ABOUT THIS EXERCISE: The answer is the full set of records, given again exactly and without images.

[[ MATERIAL SHOWN open ]]

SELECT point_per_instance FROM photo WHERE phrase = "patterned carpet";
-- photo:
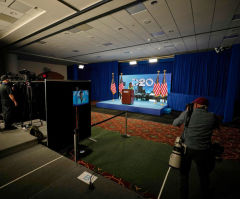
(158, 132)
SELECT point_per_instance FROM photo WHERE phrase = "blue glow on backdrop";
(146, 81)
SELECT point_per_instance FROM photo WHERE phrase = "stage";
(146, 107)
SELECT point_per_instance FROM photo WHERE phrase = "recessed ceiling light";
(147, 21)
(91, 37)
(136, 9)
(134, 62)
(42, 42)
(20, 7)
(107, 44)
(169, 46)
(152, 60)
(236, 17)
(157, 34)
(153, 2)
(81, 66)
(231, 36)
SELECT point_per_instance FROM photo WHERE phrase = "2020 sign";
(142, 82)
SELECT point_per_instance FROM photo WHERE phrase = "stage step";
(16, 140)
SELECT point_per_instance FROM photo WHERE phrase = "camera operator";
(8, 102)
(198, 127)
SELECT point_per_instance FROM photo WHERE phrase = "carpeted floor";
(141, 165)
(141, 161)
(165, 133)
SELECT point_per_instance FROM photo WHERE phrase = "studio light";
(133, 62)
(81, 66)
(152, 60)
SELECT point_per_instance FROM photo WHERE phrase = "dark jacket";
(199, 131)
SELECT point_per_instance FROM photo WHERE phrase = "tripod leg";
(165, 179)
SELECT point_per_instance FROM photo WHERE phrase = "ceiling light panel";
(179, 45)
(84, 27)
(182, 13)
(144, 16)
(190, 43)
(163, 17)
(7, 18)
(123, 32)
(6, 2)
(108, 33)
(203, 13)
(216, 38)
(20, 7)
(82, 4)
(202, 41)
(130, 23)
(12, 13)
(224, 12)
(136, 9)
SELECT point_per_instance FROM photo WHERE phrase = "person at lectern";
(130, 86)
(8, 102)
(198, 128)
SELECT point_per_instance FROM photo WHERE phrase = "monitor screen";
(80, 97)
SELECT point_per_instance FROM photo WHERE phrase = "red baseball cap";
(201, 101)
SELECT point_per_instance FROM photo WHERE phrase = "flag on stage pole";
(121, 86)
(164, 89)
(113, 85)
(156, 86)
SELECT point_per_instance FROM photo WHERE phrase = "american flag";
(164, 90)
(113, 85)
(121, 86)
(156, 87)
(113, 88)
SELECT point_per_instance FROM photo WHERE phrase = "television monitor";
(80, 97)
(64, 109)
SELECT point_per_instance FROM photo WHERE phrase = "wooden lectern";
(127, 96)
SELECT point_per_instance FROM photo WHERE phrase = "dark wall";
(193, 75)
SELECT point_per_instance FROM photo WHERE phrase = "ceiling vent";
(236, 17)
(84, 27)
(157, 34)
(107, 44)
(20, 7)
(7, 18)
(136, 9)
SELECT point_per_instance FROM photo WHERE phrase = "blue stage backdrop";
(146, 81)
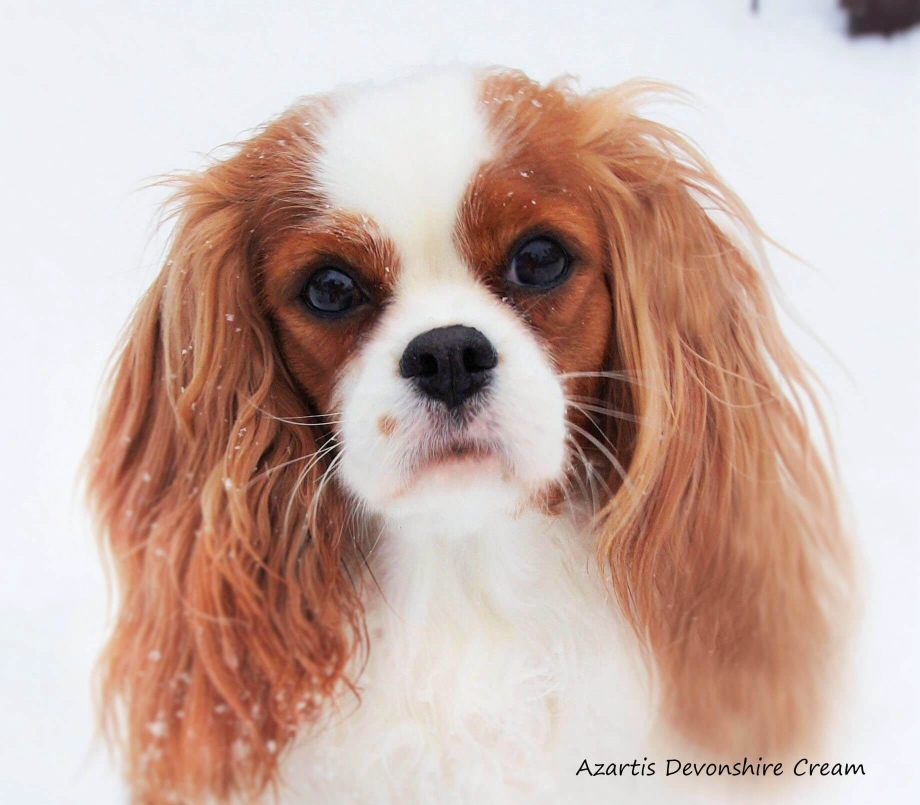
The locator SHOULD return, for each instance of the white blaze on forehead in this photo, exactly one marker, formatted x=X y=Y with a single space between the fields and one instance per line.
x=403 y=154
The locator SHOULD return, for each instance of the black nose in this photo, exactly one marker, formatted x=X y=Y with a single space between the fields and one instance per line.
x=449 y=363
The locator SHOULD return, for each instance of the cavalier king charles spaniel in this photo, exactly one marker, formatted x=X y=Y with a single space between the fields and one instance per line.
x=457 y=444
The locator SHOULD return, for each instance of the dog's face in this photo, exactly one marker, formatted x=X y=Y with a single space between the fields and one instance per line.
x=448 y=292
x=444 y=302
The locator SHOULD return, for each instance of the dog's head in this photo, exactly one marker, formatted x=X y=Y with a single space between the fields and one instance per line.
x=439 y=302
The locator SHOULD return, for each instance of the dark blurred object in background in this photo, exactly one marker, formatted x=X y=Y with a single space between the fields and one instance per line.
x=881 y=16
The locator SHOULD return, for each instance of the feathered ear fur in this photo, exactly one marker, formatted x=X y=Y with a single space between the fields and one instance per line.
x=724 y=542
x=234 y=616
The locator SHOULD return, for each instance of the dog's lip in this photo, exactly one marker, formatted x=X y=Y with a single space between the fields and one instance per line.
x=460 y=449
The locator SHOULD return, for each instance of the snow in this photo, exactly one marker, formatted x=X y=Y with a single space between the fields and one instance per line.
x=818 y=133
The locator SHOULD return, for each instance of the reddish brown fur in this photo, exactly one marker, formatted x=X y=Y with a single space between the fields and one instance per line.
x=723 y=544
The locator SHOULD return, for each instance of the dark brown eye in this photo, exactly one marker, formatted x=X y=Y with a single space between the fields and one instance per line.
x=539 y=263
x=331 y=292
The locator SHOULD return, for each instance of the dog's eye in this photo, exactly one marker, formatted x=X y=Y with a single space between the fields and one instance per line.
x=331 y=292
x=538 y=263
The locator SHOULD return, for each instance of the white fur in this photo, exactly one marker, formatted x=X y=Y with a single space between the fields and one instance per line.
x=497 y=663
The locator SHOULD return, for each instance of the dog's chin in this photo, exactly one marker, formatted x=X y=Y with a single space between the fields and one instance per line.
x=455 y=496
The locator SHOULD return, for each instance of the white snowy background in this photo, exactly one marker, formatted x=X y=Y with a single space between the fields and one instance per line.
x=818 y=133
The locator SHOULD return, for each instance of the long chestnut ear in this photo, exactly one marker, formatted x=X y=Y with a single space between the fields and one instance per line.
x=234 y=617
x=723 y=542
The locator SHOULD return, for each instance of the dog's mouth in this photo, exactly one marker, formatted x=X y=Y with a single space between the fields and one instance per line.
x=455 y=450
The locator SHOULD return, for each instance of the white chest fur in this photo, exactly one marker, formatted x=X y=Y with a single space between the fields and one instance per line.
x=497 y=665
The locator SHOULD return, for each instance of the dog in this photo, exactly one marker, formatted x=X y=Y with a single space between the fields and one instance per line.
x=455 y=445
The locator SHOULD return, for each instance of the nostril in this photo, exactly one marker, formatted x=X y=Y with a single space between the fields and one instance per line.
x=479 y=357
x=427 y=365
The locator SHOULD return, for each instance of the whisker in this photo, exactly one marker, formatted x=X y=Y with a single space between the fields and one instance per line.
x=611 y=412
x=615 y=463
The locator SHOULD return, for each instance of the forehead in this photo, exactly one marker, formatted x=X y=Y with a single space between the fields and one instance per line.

[[ MATERIAL SHOWN closed ]]

YOUR SOLUTION:
SELECT point_per_instance FROM photo WHERE phrase = "patterned carpet";
-- photo:
(158, 132)
SELECT point_per_instance FROM photo WHERE phrase = "blue glow on backdrop";
(146, 81)
SELECT point_per_instance FROM photo WHERE phrase = "stage";
(146, 107)
SELECT point_per_instance FROM photo WHERE phrase = "recessed ceiling light";
(147, 21)
(91, 37)
(136, 9)
(134, 62)
(42, 42)
(20, 7)
(107, 44)
(169, 46)
(152, 60)
(236, 17)
(157, 34)
(153, 2)
(81, 66)
(231, 36)
SELECT point_per_instance FROM photo WHERE phrase = "2020 sign";
(142, 82)
SELECT point_per_instance FROM photo WHERE phrase = "stage step";
(16, 140)
SELECT point_per_instance FROM photo WHERE phrase = "camera operator";
(8, 102)
(198, 127)
SELECT point_per_instance FROM photo WHERE phrase = "carpeted floor";
(141, 165)
(141, 161)
(165, 133)
SELECT point_per_instance FROM photo WHERE phrase = "studio light";
(133, 62)
(81, 66)
(152, 60)
SELECT point_per_instance FROM photo WHERE phrase = "dark jacket";
(199, 131)
SELECT point_per_instance FROM photo WHERE phrase = "tripod leg";
(165, 179)
SELECT point_per_instance FROM photo WHERE phrase = "ceiling light panel";
(179, 45)
(84, 27)
(182, 13)
(144, 16)
(190, 43)
(163, 17)
(7, 18)
(123, 32)
(6, 2)
(108, 33)
(203, 13)
(216, 38)
(20, 7)
(82, 4)
(202, 41)
(130, 23)
(12, 13)
(224, 12)
(136, 9)
SELECT point_per_instance FROM photo WHERE phrase = "person at lectern";
(130, 86)
(8, 102)
(198, 128)
SELECT point_per_instance FROM photo WHERE phrase = "monitor screen";
(80, 97)
SELECT point_per_instance FROM photo WHERE phrase = "red baseball cap";
(201, 101)
SELECT point_per_instance FROM photo WHERE phrase = "flag on stage pole";
(121, 86)
(164, 89)
(113, 85)
(156, 86)
SELECT point_per_instance FROM photo WHERE phrase = "american flag";
(164, 90)
(113, 85)
(121, 86)
(156, 87)
(113, 88)
SELECT point_per_instance FROM photo WHERE phrase = "television monitor";
(80, 97)
(64, 109)
SELECT point_per_instance FROM photo WHERE phrase = "wooden lectern";
(127, 96)
SELECT point_per_instance FROM photo WHERE phrase = "dark wall";
(193, 75)
SELECT point_per_instance FROM photo WHERE phrase = "ceiling vent";
(236, 17)
(84, 27)
(157, 34)
(107, 44)
(20, 7)
(7, 18)
(136, 9)
SELECT point_per_instance FROM photo WHERE phrase = "blue stage backdrop";
(146, 81)
The locator SHOULD return, for each instance of the white blaze on forehead in this photo, exactly one marker, formatted x=X y=Y with a single space between the fields and one instance per line.
x=403 y=154
The locator SHOULD return, for each instance of the black nose in this photo, exactly one marker, formatted x=X y=Y with a single space between the fields and one instance per line.
x=449 y=363
The locator SHOULD return, for each instance of the cavalier king charles spaniel in this photo, exactly one marker, formatted x=X y=Y with a single space between the fields and one instance per line.
x=457 y=444
The locator SHOULD return, for each instance of the dog's face in this photo, exactly one marker, formatted x=X y=Y with a single space between the fields and one instance per line.
x=448 y=292
x=444 y=302
The locator SHOULD return, for each instance of the dog's head in this photo, exactly one marker, formatted x=X y=Y with a single space between the fields and one instance per line.
x=439 y=302
The locator SHOULD return, for each instance of the dark blurred object in background in this photo, exactly one marker, formatted x=X y=Y with a single space between the fields and one instance per line.
x=881 y=16
The locator SHOULD return, for each instance of the feathered ear fur in this photo, exactly one marker, formatted x=X y=Y with a single space between the fields and one instance per line.
x=724 y=542
x=234 y=616
The locator SHOULD return, for each instance of the dog's lip in this photo, exactly one marker, formatted x=X y=Y with a single space between the fields and one instance per line.
x=460 y=449
The locator SHOULD return, for each instance of the snow in this photo, exactly one marker, formatted x=X y=Y with a single space between the fields and one instance per line.
x=818 y=133
The locator SHOULD return, for each instance of the reddish brown fur in this photo, exactly one marker, formatted x=X y=Y with a single space between the fields and one instance per line.
x=723 y=544
The locator SHOULD return, for each instance of the dark brown eye in this photo, exactly one marker, formatted x=X y=Y with a single space between the fields and one instance per line.
x=539 y=263
x=331 y=292
The locator SHOULD return, for each instance of the dog's eye in this photo, exactly one marker, formatted x=X y=Y with a single space between the fields and one instance per line.
x=331 y=292
x=538 y=263
The locator SHOULD return, for each instance of the white fur in this photo, exactly one marker, formatted x=X y=Y with a single space between the fields and one instance per line.
x=497 y=663
The locator SHOULD return, for each instance of the dog's chin in this photo, exactly one marker, formatted x=X y=Y with a single space between the fields and one instance per line.
x=455 y=496
The locator SHOULD return, for each instance of the white snowy background in this photo, exactly one marker, formatted x=X y=Y with a single space between the fields and one instance per line.
x=818 y=133
The locator SHOULD return, for each instance of the long chestnut ear in this photo, exactly one marker, formatted x=X y=Y with a single space between the fields and one instance per line.
x=234 y=617
x=723 y=542
The locator SHOULD return, for each instance of the dog's mouth in this photo, exactly one marker, formatted x=X y=Y with a single space between the fields and one instance per line.
x=455 y=450
The locator SHOULD return, for each instance of the white chest fur in this photo, exactly one marker, formatted x=X y=Y with a single space between the fields and one instance per line.
x=497 y=665
The locator SHOULD return, for each instance of the dog in this photo, exactly one marker, formatted x=X y=Y with a single space between the fields and one instance per line.
x=455 y=445
The locator SHOULD return, for each instance of the nostril in this photo, exactly one marker, formatted x=X y=Y with a single space between the fields and one instance per line.
x=479 y=357
x=427 y=365
The locator SHOULD return, for each instance of the whisker in this photo, exactly one marker, formatted x=X y=Y with a single space between the fields and one instance per line.
x=611 y=412
x=615 y=463
The locator SHOULD return, for each instance of the forehead in this photo, exactly one marker, formatted x=X y=Y with a single space between the fields and one instance per line.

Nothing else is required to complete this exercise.